— ARTICLE —
--

Publié le Samedi 9 avril 2016 à 11h00.

Capitalisme, néolibéralisme et mouvements sociaux en Russie

Syllepse, 2016, 20 euros. 

Cet ouvrage collectif – dont les auteurs, Alexandre Bouzgaline, Carine Clément, Rouslan Dzarassov, Boris Kagarlitsky, Andreï I. Kolganov, Vassili Koltachov, David Mandel et Anna Otchkina, sont proches de la gauche russe –, analyse les traits spécifiques du capitalisme russe issu de la transition, « la thérapie de choc », la réintroduction de la propriété privée après l’effondrement de l’URSS.

Ces traits spécifiques rendent compte aussi du régime politique dont l’autoritarisme n’est pas le seul résultat des ambitions ou de la personnalité de Poutine, pas plus que la corruption ne s’explique par le seul appât du gain, l’héritage soviétique… Ils adoptent une attitude critique du point de vue du mouvement ouvrier en rupture avec les analogies conventionnelles qui n’éclairent rien, comme la continuité des tsars ou de Staline ou l’idée d’un retour à la « guerre froide ».

--

(Entrées de données enregistrées)
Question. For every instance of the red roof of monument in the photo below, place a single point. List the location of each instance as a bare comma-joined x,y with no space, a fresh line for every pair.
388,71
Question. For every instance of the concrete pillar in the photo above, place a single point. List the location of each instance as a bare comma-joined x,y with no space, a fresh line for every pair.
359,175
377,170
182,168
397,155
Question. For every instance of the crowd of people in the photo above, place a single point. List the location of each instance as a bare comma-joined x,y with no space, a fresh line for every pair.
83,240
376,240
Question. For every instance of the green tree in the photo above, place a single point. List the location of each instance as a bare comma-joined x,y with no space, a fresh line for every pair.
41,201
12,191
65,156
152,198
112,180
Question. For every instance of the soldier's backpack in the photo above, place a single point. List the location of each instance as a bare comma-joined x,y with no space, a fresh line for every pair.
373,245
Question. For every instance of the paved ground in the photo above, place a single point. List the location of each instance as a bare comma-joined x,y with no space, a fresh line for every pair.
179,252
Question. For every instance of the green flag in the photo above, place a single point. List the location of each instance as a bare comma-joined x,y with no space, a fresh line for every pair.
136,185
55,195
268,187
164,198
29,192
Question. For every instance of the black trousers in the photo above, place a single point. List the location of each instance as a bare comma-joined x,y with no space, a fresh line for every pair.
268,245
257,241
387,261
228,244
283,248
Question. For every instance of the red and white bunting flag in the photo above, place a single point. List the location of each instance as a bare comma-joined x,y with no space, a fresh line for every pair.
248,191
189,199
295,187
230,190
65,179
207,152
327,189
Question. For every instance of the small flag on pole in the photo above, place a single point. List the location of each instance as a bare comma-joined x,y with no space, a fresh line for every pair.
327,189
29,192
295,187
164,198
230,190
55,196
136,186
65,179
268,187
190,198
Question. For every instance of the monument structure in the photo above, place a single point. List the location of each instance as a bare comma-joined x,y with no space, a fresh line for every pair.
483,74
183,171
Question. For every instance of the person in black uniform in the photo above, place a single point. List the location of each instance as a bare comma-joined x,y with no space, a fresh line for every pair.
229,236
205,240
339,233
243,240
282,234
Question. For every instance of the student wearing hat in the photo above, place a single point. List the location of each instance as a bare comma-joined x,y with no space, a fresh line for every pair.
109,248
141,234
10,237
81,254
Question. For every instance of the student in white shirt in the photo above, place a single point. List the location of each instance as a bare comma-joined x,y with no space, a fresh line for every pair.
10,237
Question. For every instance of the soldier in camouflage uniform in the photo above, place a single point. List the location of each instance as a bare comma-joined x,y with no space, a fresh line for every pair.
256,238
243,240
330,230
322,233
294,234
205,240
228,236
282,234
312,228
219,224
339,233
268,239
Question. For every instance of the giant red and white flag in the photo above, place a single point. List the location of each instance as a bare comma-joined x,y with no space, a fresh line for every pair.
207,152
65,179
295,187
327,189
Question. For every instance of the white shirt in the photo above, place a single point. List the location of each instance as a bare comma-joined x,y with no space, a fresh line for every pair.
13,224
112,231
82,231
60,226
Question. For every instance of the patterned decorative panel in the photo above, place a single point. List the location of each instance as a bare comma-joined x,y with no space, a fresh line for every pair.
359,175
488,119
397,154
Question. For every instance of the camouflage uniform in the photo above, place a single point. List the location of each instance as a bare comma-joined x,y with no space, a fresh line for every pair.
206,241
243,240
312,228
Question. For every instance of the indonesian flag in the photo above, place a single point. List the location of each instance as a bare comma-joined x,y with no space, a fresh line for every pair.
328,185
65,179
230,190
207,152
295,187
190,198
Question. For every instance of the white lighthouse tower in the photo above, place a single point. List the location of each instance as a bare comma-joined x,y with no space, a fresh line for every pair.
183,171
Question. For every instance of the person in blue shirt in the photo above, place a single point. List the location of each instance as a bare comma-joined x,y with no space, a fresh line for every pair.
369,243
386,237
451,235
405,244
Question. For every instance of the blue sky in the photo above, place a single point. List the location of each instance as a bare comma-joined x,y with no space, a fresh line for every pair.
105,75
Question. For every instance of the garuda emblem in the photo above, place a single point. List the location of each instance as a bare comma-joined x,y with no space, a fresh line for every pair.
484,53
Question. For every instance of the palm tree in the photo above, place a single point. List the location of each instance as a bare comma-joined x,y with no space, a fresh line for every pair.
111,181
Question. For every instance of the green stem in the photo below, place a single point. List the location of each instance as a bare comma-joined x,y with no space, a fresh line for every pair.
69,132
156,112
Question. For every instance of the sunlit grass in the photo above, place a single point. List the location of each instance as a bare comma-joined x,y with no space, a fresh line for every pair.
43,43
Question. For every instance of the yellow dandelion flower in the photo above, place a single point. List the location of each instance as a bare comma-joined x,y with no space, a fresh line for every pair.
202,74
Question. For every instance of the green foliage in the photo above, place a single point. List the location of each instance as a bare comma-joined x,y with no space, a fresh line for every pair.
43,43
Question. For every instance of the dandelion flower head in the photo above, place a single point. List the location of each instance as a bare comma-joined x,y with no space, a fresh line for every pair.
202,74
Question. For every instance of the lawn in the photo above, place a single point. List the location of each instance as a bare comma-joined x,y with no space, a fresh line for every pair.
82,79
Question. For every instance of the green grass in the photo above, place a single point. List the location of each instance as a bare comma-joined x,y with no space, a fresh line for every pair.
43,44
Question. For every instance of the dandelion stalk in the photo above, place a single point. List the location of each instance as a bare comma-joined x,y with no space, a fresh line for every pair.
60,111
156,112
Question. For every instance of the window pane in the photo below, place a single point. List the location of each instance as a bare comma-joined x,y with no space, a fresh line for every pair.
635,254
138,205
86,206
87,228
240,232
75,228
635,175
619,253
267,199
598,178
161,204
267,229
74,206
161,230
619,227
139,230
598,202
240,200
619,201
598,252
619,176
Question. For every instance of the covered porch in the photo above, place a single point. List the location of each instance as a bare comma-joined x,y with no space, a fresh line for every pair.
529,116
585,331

--

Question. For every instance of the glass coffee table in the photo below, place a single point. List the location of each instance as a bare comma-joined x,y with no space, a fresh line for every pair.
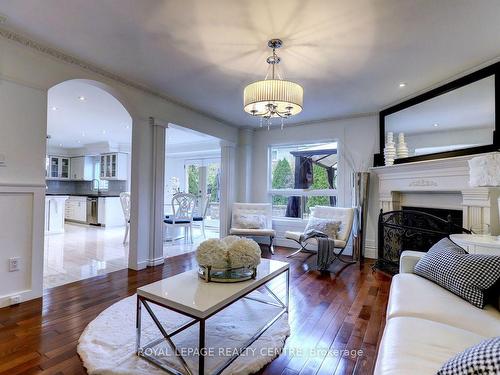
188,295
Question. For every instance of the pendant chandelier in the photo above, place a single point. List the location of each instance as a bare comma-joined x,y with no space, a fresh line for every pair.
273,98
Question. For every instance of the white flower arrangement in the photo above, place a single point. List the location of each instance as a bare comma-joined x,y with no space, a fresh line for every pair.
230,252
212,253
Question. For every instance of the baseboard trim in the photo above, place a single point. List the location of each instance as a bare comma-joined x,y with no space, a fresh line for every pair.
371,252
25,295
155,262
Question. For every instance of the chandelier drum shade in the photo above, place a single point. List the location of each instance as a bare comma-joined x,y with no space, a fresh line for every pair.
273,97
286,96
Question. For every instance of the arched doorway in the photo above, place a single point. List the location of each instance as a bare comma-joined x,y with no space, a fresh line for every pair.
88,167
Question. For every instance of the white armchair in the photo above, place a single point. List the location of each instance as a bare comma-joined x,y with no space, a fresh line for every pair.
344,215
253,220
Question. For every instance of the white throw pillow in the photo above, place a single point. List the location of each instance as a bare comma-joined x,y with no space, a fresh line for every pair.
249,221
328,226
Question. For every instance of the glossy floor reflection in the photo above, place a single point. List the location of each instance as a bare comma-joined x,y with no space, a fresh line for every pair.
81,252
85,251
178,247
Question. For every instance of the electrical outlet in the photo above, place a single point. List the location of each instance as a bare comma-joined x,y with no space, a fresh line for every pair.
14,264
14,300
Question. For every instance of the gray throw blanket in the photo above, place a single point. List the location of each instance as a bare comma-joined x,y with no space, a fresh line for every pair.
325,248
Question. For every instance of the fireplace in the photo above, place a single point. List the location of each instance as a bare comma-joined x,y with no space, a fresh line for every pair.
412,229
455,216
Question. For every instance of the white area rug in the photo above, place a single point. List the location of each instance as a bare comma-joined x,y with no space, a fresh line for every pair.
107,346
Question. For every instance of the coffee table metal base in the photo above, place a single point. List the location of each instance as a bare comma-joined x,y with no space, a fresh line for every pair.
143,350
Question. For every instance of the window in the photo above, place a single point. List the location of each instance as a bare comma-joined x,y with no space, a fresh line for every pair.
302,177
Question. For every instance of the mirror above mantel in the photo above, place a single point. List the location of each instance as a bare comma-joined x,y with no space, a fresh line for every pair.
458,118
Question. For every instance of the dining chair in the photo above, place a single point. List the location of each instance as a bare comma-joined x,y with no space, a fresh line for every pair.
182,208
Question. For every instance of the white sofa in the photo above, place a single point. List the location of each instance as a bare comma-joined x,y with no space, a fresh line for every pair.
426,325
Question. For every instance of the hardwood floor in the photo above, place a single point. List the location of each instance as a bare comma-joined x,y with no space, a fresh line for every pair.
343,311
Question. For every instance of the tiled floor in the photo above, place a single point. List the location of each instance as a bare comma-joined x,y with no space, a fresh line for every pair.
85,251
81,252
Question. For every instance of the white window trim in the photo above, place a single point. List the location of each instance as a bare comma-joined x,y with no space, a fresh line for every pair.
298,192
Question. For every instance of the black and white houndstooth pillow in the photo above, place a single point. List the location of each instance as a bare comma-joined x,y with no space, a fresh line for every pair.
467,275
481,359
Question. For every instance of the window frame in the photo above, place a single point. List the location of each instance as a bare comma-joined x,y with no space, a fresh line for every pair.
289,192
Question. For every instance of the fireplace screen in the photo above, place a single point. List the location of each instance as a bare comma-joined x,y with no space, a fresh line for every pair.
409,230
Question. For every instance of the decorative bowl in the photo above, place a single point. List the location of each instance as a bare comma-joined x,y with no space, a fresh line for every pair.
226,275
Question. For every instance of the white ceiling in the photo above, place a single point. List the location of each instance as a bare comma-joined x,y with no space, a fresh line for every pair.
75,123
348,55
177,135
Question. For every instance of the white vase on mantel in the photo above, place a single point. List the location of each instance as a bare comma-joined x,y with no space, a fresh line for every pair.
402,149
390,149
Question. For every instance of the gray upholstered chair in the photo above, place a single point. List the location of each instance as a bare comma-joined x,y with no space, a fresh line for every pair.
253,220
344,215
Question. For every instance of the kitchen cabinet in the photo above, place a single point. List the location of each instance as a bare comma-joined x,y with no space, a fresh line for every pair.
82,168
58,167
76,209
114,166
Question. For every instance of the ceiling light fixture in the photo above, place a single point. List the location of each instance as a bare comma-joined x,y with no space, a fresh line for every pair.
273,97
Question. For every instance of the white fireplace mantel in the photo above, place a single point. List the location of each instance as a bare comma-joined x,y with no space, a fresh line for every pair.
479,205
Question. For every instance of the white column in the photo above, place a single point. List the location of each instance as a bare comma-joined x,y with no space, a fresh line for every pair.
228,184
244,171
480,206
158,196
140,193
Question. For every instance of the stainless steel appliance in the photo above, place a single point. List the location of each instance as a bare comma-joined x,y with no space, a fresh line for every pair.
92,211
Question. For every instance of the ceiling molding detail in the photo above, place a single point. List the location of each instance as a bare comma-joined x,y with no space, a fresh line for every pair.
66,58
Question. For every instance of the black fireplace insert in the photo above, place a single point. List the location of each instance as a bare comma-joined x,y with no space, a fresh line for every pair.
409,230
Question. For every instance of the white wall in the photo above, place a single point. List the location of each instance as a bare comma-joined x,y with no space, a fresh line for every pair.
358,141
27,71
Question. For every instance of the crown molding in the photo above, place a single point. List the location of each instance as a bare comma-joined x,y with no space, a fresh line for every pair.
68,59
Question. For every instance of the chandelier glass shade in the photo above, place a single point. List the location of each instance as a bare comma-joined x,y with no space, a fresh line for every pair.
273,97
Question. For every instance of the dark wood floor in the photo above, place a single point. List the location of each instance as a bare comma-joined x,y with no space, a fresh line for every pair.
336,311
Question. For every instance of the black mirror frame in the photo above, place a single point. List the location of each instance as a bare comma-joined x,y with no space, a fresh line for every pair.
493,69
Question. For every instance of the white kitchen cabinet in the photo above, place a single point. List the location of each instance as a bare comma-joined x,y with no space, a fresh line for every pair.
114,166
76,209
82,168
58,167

--

— ÉNONCÉ —
Citez fidèlement le passage de l'article sur le capitalisme en Russie, depuis « Syllepse, 2016, 20 euros. » jusqu'à « l’effondrement de l’URSS. » inclus.

— RÉPONSE ATTENDUE —
Syllepse, 2016, 20 euros. 

Cet ouvrage collectif – dont les auteurs, Alexandre Bouzgaline, Carine Clément, Rouslan Dzarassov, Boris Kagarlitsky, Andreï I. Kolganov, Vassili Koltachov, David Mandel et Anna Otchkina, sont proches de la gauche russe –, analyse les traits spécifiques du capitalisme russe issu de la transition, « la thérapie de choc », la réintroduction de la propriété privée après l’effondrement de l’URSS.